Pero las historias con mi madre estaban lejos de acabar ahí. Ella siempre fue una mujer muy conflictiva. Escudada de por vida por la muerte de su primer hijo a los cinco meses de parirlo, el resto debíamos cargar la cruz de sus locuras y desplantes cada vez que a ella le diera la gana. Cualquier día era bueno para organizar un desmayo, una caída, una pelea… lo que fuera por tener algo de protagonismo.
Dentro de ese cúmulo de momentos existían los cómicos y los estúpidamente trágicos. Uno de los momentos cómicos lo vivió la chica que venía a limpiar a casa. Mi madre comenzaba a tener dolores en las manos provocados por la artrosis. Mi padre, ya que todos andábamos metidos en el negocio familiar, optó por contratar a una chica que se encargase de las labores de la casa. En mi familia siempre hemos sido muy charlatanes y abiertos, por lo que lo de hacer amistad con esta chica fue cuestión de días. Lo malo vino cuando mi madre le había dado santo y seña de cada mierda que se cocinaba en nuestra casa, siempre enfocado desde su punto de vista en el que todos éramos unos hijos de puta y ella era la mártir más grande que había parido madre. Esta chica nos contaba a mis hermanas y a mí todo lo que decía mi madre, como queriendo quitarse de encima el marronazo de cargar con cierta información que no era de su incumbencia. Pero un día estaba yo en el sótano viendo la televisión y escuché un “¡¡¡pero por Dios!!!” El grito era de la chica que limpiaba. Escuché que bajaba las escaleras a toda velocidad. Venía en mi busca para contarme lo que acababa de pasar. “¡De verdad, tu madre cómo es! ¡Pues no va y me dice ‘llevo dos días con dolor de cabeza, ¿tendré un cáncer?’! ¡¡Y se me queda tan ancha!! ¿Cómo haces para aguantarla?” Yo había empezado a reírme a carcajada limpia a la mitad de su conversación. La respuesta que tenía que darle era muy fácil: “Es que es mi madre”.

*Registros*
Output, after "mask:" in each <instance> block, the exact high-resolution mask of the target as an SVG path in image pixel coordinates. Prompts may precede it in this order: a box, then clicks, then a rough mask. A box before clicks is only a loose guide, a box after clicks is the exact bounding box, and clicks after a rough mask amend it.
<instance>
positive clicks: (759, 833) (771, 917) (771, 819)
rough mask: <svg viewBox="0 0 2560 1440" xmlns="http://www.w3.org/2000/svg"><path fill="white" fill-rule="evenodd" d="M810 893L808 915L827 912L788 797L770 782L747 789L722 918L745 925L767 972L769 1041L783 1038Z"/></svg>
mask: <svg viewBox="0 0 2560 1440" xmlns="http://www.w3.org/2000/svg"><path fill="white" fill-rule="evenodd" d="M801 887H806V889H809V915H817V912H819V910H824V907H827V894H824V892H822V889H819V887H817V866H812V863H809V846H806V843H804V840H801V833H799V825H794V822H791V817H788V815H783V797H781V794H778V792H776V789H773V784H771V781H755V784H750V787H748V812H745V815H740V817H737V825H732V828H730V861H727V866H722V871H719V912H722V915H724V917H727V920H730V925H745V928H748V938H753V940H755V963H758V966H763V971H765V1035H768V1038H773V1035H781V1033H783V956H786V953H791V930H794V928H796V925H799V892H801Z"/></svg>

*Qué harás*
Continúa, por favor, el relato sobre la madre a partir de su última frase.

*Tu respuesta*
Pero como ya he dicho, no todo fueron momentos cómicos. Hubo una vez que realmente me asustó lo que fue capaz de hacer. Teníamos una perrita que se volvía loca con las pelotas de goma, por lo que teníamos la casa llena de pelotitas. Mi madre no se dio cuenta de que yo estaba detrás de ella. Yo tampoco sabía que estaba tramando algo. Una de las pelotas de goma estaba en un escalón. Mi madre bajaba las escaleras, se paró a la mitad del tramo, miró hacia abajo y vio la pelota. Tardó unos segundos en echar un pie adelante. Pero lo que hizo fue pisar la pelota y dejarse caer por las escaleras. Fue dando vueltas por un tramo de unos ocho escalones. Todos se sobresaltaron y fueron corriendo a ayudarle. Yo me quedé blanco y sin poder hablar. Empezaron todos a gritar, “¡Hostias, pero baja y ayúdanos a levantar a mamá!” Yo estaba inmóvil por completo. Abrí la boca y dije, “Se ha tirado ella. Lo juro. Ha pisado la pelota de la perra a conciencia y se ha tirado”. Nadie me creyó.
La historia de la pelota fue algo que me costó años para que me llegasen a creer. Menos mal que mi madre hizo méritos propios para que todos le creyeran, ya que sus numeritos no quedaron ahí.